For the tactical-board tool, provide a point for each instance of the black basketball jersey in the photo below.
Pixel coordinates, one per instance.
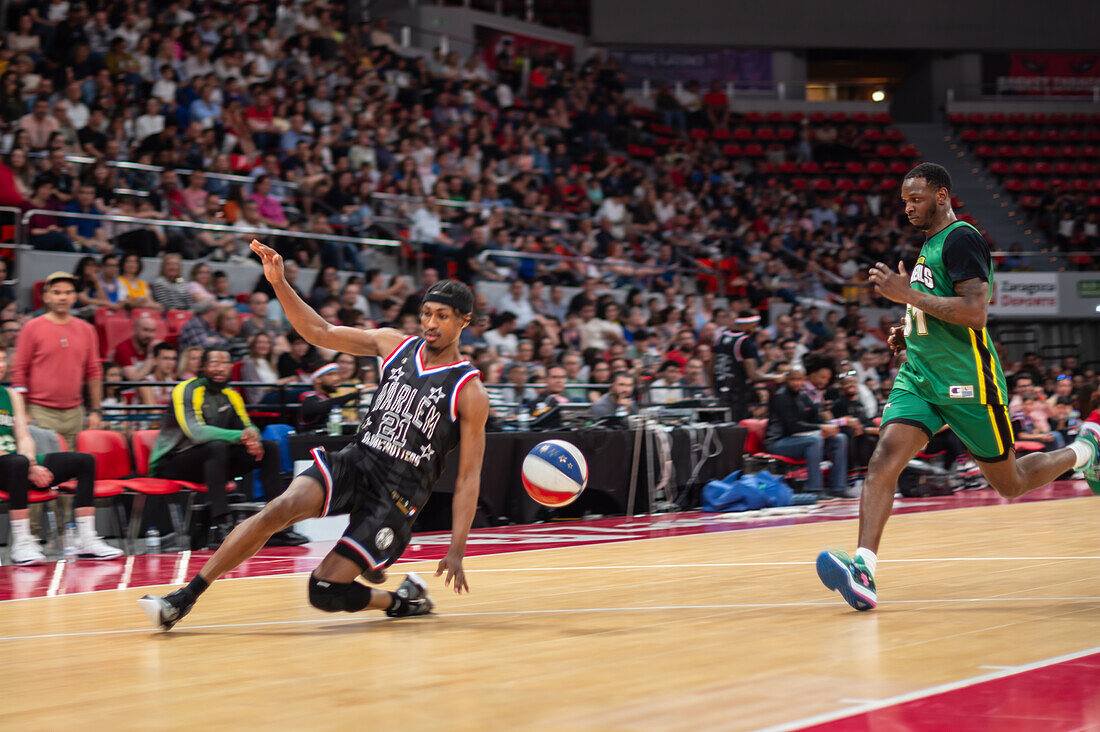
(730, 350)
(413, 423)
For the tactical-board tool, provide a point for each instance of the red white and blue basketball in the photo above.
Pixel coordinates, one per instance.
(554, 473)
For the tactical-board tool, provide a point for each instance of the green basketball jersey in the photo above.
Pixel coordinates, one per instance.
(7, 423)
(949, 363)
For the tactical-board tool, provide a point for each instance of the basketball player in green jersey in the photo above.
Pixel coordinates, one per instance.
(952, 378)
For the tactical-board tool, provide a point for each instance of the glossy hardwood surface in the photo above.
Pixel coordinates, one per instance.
(712, 631)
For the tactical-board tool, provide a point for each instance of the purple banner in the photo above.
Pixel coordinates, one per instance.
(703, 66)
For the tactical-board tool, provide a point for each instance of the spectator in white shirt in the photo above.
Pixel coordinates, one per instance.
(503, 338)
(515, 301)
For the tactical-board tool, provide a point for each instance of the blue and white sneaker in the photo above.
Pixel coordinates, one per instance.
(849, 577)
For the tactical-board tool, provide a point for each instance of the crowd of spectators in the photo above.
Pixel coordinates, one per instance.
(485, 170)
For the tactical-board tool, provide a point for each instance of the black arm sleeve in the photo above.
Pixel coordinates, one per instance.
(966, 255)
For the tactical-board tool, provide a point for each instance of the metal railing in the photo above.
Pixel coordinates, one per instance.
(480, 207)
(127, 165)
(209, 227)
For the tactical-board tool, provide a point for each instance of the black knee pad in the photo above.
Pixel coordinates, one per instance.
(338, 597)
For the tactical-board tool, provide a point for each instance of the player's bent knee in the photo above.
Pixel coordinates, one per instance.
(338, 597)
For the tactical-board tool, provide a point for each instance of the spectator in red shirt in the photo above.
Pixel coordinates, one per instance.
(716, 105)
(56, 356)
(259, 117)
(132, 354)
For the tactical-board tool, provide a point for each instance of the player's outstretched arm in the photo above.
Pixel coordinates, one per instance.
(473, 412)
(311, 326)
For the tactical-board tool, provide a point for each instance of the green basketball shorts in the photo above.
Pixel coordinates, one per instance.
(985, 428)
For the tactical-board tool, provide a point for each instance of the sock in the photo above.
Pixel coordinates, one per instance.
(1084, 452)
(86, 527)
(868, 557)
(188, 594)
(20, 527)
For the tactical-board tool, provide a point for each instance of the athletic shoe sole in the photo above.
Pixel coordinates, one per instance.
(416, 579)
(834, 575)
(154, 608)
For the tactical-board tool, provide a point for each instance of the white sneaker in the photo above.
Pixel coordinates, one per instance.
(94, 547)
(25, 550)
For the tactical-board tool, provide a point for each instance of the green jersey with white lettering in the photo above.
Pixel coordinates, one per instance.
(949, 363)
(7, 423)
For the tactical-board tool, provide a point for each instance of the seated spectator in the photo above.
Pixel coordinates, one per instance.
(229, 329)
(202, 329)
(169, 290)
(88, 235)
(1027, 426)
(189, 362)
(206, 436)
(21, 469)
(300, 361)
(164, 359)
(200, 284)
(89, 290)
(663, 390)
(113, 404)
(136, 291)
(45, 232)
(318, 403)
(260, 366)
(798, 429)
(618, 401)
(693, 384)
(132, 354)
(268, 208)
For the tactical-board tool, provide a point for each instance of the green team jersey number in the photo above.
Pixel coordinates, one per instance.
(948, 363)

..............................

→ **TASK**: Every line is to be duplicated exactly, though pictures stay out.

→ **ANSWER FOR THIS EXERCISE**:
For the tactical-board tool, provide a point for each instance of the black basketball jersey in the photo below.
Pixel coordinates, one per instance.
(730, 350)
(413, 423)
For the tactical-board tool, provide a point for each instance of the red white and blue basketball in the photo above.
Pixel coordinates, one per instance.
(554, 473)
For the tactical-board tool, provide a point for each instance of the green basketball jersey in the photo above.
Pixel coordinates, one per instance.
(7, 423)
(949, 363)
For the tactical-board tool, provide a point for each instance of the basketball player in green jersey in the photo above.
Pixel coordinates, one per instance.
(952, 378)
For the tactical-board tool, provide a point for each instance of the glossy hardwood surface in the photo above.
Pixel coordinates, one per instance.
(712, 631)
For the tactical-board tool, provide a point for each instance of the purple banner in the photo above.
Pixel coordinates, one per instance.
(703, 66)
For the tactical-board tool, provide a point for each instance of the spectator in white shirt in the photo above.
Pixel coordinates, one per instance.
(503, 338)
(515, 301)
For the tactical-board tool, provide a point for each instance of the blue and white sneaker in the photo above.
Pixel coordinates, one per instance.
(849, 577)
For the tactical-board tool, provide a point for each instance of the crowd of spectators in the photo above.
Pixel coordinates, one per instance.
(485, 170)
For the tactical-board tool, provide a point for each instance of the black arm sleeve in the photo above.
Pixel coordinates, one per instance.
(966, 255)
For the tactical-board tool, provide a point for each instance of the metal railing in the photo above.
Pixel coordinates, one per instance.
(480, 207)
(127, 165)
(209, 227)
For the tactical-board tool, provide a point for each instance of the black knee pad in the photo above.
Pixel coordinates, one per instance.
(338, 597)
For the tactical-board tool, provide a point for each instance of the player's bent knee in the photo above.
Pixel coordinates, one per instance.
(338, 597)
For the tactical-board tool, provide a point for each instance of the spectator in red shirt in the photo above.
Pixel coordinates, one per instance.
(716, 105)
(56, 356)
(259, 117)
(132, 354)
For the tactical-board tool, provide a point for each instance of the player's outstretched arm in the photo above.
Pixel coordinates, one per instance.
(473, 412)
(311, 326)
For the tactical-board tool, provide a point for each instance of the green basketball shorts in the photo above.
Pixel coordinates, one per instance.
(985, 428)
For the tactical-board tool, provide a point for each instance of the sock in the photo above.
Pixel coordinates, one per instance.
(1084, 452)
(86, 527)
(868, 557)
(188, 594)
(20, 527)
For the tactical-board tool, provide a point for each instance of the athletic shoe sole in the photo above.
Pixel coordinates, one per instance.
(416, 579)
(834, 575)
(154, 608)
For the tactical-board tool, provide a point for each instance of the white sneaker in the photo above.
Pixel coordinates, one per instance.
(94, 547)
(25, 550)
For the tactical-board tool, provide a point for each instance of the green jersey with white lettering in the photo above.
Pixel coordinates, one per instance.
(949, 363)
(7, 423)
For the tactical-board tool, provide a point for each instance of the seated spectator in the photo above.
Pixel coordinates, one per instance.
(229, 329)
(202, 329)
(169, 290)
(88, 235)
(1027, 426)
(189, 362)
(206, 436)
(21, 469)
(300, 361)
(164, 359)
(200, 284)
(89, 290)
(663, 390)
(113, 404)
(136, 291)
(45, 232)
(318, 403)
(260, 366)
(798, 429)
(618, 401)
(693, 384)
(132, 354)
(268, 208)
For the tactical-board tool, provide a point for each instance of the green team jersey number in the photo above.
Pixel coordinates, one per instance.
(948, 363)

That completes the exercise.